Filter the material below so that only lines containing "hillside" remain.

DATASET ENTRIES:
[Start of section]

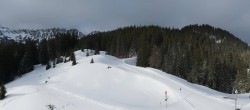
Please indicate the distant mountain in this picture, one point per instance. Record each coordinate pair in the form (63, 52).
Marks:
(34, 34)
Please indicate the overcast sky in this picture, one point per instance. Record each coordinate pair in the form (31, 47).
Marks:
(102, 15)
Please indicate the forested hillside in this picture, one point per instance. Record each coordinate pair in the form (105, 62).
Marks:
(18, 58)
(200, 54)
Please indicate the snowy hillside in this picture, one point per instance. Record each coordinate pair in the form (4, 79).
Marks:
(38, 34)
(124, 86)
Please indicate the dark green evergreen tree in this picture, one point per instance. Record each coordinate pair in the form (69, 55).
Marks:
(92, 60)
(73, 58)
(2, 92)
(43, 52)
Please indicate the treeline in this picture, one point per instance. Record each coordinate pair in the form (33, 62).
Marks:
(200, 54)
(18, 58)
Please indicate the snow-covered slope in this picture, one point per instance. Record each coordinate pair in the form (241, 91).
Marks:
(124, 86)
(35, 34)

[End of section]

ANSWER:
Please indicate the forested hillside in this picture, one point per instance. Record each coordinate pair in the form (105, 62).
Please indicate the snowy hillside in this picture, one point per instance. Record each coordinate pair in the form (4, 79).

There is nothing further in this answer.